Stated task A ▸ Below, after a passage about an ADL spy operation, come some rows. Copy out every line of those rows that contains the word "motorcycle".

Page ▸
[Start]
I finally discovered how this was happening when the case of Roy Bullock and Tom Gerard was made public. Dan Evans of The San Francisco Examiner wrote an article printed on April 1, 2002 on "on the hidden workings of the Anti-Defamation League and how three Bay Area activists were able to uncover a spy operation that reached into the San Francisco Police Department." Mr. Evens goes on to say that "The files included Social Security numbers, driver's license numbers, addresses, phone numbers and group memberships. Some of the information was sold to foreign governments, including Israeli and South African intelligence groups." The list of files included two entries about Food Not Bombs and myself under the heading "Pinko." San Francisco Police officer Tom Gerard worked in the departments intelligence division and provided information to Roy Bullock of the ADL. During the investigation into allegations of this spy operation the police entered Tom Gerard's locker at his office and discovered photos and documents showing that Gerard had worked for the CIA in El Salvador. Some of the photos show Tom Gerard standing next to a line of men sitting on chairs with black bags over their heads. I received over 700 pages of this investigation, which included these pictures and documents. Evans goes on, "By his own admission, Bullock had been working off the books as a fact-finder for the ADL since the mid-1960's. He would infiltrate not only openly anti-Semitic groups, but also pro-Palestinian and anti-apartheid organizations, usually under false pretenses. Bullock, who is not Jewish, would then pass that information along to the ADL."

The article goes on, "He received information about his targets from former San Francisco Police Inspector Tom Gerard, who fled to the Philippines after being indicted in 1994 for illegal use of a police computer. Gerard's current whereabouts are unknown." Evans' story continues, "On April 8, 1993, armed with this information, police in San Francisco and Los Angeles searched the ADL offices in those two cities. In San Francisco, roughly 10 banker's boxes of information -- 75 percent of which officers said was illegally obtained -- were seized."
[End]
Stated task B ▸ Continue the passage about the ADL spy operation above, starting after its last sentence.

Data records ▸
[Start]
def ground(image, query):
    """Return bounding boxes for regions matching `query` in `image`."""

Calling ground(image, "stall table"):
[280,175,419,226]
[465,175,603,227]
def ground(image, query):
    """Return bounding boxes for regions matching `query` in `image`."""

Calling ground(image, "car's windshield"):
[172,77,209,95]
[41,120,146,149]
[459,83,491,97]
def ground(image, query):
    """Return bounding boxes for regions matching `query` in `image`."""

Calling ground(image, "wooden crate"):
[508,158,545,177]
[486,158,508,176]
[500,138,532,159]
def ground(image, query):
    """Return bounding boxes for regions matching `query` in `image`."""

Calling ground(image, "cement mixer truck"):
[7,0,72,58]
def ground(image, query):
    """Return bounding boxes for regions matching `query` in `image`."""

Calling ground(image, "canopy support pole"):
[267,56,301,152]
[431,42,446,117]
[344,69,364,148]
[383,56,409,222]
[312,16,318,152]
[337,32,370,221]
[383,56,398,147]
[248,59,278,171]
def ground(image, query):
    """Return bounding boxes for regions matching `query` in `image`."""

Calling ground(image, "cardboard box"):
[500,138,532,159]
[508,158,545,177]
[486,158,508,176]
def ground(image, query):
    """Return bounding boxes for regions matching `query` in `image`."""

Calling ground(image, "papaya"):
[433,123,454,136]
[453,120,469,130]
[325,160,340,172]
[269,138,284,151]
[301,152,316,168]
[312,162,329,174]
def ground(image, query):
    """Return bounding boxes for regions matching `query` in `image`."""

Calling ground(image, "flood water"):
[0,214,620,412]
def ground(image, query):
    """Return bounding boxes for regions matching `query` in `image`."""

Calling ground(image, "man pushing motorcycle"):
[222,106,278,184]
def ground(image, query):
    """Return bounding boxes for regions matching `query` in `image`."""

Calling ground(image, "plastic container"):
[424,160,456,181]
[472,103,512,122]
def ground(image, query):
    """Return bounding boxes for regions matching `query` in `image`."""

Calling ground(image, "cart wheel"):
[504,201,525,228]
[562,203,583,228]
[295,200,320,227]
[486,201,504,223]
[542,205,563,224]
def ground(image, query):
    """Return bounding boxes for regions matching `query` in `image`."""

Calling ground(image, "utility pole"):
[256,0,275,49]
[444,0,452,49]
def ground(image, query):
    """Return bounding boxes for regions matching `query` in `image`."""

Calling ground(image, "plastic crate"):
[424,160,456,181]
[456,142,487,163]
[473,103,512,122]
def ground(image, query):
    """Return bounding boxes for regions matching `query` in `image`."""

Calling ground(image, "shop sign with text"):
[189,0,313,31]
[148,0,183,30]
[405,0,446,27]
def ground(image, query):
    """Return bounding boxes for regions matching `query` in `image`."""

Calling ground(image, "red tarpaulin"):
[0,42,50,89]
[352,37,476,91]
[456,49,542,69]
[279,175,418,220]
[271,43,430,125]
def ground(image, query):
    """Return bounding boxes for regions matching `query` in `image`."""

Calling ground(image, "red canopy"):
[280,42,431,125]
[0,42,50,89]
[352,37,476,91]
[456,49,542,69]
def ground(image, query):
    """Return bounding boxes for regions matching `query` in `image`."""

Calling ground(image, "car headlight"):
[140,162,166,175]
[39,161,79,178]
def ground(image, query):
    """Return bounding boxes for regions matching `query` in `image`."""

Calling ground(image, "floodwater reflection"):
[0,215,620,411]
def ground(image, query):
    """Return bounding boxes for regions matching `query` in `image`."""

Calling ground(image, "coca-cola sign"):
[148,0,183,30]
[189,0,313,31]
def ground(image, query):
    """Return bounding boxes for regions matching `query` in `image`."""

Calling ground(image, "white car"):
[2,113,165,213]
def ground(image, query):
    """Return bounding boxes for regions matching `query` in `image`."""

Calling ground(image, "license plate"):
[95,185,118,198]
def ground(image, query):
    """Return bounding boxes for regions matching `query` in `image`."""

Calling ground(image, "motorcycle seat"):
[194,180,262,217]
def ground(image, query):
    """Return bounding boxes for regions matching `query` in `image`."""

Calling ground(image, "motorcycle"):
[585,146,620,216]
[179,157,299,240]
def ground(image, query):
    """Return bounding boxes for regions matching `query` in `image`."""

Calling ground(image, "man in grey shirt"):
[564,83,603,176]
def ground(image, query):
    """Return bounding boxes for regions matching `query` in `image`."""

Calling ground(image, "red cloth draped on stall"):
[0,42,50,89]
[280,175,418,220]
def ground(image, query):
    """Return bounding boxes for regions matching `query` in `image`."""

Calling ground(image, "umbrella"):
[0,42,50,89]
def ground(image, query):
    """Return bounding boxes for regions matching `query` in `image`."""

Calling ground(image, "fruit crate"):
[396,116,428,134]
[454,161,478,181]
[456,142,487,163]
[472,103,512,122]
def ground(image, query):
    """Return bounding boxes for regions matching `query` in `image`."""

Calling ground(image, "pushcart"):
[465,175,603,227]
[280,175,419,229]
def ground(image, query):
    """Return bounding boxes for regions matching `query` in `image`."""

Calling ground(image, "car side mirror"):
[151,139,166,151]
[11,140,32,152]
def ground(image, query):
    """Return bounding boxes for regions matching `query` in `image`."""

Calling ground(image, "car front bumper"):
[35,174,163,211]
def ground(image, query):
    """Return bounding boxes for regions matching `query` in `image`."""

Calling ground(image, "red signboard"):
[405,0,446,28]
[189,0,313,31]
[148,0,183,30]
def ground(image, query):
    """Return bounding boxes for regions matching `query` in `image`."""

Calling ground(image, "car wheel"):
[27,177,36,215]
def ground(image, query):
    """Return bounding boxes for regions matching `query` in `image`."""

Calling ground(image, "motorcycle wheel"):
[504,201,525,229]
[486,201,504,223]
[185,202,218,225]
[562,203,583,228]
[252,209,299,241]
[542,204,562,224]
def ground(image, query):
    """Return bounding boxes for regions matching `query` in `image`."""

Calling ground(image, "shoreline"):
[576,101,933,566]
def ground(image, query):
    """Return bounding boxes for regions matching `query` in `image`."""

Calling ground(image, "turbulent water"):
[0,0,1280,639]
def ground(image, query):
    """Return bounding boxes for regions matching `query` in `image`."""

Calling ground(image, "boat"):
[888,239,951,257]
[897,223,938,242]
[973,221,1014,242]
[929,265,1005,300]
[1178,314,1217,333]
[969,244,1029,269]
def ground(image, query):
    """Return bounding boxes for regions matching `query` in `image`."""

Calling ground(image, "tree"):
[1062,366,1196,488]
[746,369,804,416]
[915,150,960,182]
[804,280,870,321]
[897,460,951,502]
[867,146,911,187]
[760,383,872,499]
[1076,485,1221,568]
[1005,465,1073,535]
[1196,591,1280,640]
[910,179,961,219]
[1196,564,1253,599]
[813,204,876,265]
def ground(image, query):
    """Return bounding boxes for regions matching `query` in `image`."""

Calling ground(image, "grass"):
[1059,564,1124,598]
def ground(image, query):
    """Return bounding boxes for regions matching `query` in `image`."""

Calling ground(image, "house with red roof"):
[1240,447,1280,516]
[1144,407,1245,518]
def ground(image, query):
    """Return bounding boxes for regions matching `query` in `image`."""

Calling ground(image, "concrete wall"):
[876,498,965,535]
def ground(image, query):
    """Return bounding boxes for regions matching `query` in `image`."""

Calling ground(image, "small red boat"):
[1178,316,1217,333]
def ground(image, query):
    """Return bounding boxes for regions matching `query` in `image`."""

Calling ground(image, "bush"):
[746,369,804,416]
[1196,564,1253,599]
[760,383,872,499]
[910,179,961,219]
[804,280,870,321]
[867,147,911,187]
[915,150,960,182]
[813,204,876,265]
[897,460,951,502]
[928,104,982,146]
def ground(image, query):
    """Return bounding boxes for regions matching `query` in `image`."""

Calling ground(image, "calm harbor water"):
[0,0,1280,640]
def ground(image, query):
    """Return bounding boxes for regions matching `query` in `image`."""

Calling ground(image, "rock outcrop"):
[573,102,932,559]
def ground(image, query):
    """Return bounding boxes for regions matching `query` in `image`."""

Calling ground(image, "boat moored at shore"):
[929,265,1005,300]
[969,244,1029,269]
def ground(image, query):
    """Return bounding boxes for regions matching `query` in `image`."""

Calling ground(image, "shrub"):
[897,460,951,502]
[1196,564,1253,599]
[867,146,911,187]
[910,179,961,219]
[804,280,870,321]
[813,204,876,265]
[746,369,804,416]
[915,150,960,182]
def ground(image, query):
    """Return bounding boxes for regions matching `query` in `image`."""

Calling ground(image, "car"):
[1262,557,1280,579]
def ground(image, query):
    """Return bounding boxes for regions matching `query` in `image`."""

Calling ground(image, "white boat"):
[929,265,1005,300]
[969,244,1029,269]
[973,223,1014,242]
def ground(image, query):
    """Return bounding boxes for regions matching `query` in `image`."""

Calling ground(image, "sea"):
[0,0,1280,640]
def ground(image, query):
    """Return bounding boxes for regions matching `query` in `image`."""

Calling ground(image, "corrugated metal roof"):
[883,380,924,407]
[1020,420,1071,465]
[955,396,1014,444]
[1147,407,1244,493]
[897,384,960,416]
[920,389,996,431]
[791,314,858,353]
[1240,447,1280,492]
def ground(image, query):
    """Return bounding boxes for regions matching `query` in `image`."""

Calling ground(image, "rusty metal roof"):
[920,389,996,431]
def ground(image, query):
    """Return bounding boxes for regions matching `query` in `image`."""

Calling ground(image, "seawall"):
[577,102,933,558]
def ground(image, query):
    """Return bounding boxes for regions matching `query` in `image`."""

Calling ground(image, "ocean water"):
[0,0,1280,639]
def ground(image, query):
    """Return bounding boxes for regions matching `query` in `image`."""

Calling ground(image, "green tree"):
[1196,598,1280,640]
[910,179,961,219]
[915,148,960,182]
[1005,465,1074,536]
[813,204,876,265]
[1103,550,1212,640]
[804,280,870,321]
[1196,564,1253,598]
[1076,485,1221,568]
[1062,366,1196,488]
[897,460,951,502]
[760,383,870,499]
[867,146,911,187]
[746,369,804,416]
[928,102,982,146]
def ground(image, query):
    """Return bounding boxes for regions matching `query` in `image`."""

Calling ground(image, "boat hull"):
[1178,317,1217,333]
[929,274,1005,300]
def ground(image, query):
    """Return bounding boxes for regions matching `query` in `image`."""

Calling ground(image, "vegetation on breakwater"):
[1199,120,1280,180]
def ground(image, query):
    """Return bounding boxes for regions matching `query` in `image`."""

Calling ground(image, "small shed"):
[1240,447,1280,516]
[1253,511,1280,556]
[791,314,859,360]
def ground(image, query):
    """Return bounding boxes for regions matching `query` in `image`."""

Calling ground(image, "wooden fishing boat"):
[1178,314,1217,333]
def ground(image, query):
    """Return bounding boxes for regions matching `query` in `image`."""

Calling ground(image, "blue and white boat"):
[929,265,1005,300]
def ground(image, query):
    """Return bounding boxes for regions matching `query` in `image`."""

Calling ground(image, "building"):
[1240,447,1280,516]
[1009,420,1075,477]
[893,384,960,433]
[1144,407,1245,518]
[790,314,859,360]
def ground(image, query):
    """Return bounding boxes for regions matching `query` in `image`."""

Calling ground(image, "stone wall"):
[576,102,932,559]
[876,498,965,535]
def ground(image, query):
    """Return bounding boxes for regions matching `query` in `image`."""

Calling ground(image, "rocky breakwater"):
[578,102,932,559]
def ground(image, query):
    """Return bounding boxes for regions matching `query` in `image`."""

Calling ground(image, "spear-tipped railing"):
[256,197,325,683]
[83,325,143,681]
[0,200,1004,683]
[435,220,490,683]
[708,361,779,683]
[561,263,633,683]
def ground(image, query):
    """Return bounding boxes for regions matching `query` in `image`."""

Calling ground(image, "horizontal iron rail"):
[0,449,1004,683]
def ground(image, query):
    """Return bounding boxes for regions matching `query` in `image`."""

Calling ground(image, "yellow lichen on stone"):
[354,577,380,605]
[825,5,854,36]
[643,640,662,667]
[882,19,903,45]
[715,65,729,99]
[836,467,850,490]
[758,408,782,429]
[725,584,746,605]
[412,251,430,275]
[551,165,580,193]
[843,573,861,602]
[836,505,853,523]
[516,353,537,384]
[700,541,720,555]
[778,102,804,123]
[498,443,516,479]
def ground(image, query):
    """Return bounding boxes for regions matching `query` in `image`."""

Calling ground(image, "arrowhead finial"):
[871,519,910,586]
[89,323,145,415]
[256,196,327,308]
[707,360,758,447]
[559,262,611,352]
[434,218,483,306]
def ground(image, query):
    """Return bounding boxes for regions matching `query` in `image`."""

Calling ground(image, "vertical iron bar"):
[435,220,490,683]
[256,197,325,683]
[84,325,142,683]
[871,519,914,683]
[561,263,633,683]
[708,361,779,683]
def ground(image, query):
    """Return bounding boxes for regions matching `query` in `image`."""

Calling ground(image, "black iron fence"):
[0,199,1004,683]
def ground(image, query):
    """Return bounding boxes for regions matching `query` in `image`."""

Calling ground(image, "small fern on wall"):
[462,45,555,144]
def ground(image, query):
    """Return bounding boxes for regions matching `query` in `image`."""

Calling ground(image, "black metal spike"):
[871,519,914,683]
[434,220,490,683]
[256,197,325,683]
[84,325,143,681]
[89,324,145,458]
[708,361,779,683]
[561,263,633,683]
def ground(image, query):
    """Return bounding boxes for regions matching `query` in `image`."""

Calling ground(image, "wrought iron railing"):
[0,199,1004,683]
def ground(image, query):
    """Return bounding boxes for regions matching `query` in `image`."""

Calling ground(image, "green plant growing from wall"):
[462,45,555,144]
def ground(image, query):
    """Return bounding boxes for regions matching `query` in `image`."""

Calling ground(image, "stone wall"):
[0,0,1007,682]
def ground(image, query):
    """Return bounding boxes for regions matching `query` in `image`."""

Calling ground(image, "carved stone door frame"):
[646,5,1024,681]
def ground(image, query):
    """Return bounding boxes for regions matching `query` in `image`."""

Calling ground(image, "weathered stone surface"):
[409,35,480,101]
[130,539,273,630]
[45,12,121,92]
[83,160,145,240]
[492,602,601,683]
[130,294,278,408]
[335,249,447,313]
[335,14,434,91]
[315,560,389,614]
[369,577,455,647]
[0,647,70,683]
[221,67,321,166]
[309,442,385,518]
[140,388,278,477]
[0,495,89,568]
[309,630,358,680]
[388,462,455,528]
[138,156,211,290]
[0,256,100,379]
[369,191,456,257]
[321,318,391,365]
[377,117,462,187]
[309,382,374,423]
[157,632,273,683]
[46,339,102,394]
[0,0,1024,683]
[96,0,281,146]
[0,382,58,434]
[End]
Final answer A ▸
Calling ground(image, "man pushing motorcycle"):
Calling ground(image, "motorcycle seat"):
Calling ground(image, "motorcycle"):
Calling ground(image, "motorcycle wheel"):

Final answer B ▸
"A majority of data in those boxes confirmed police suspicions that it had come from Bullock's computer. On that computer was information on 9,876 people, including 1,394 driver's licenses. The files were divided into five categories: "Pinko," "Right," " Arabs," "Skins," and "ANC," the last standing for African National Congress."

Tom Gerard was singled out as the one bad officer in the department yet he was clearly hired to disrupt activists in San Francisco.

Fear of a U.S. attack on Iraq had been building. The first President Bush threatened to start the assault on Martin Luther King Jr's birthday, January 16, 1991. Activists all over the country planned major protests that evening if he made good his promises. We had prepared lots of food and planned to share it with the protesters outside the Chevron World Headquarters on Market Street. I stopped by a friend's apartment at 24th Avenue and Treat in the Mission District to listen to the news to see if he would order the attack and after listening for half an hour NPR reported that America was bombing Bagdad. My friend and I rushed out to my truck to deliver the food but all four of the truck's tires were flat. Food Not Bombs had an old bread truck parked a couple of blocks away so I ran over to get it but the cables to the distributor cap were cut. After about an hour we finally found a workable vehicle to transport the food.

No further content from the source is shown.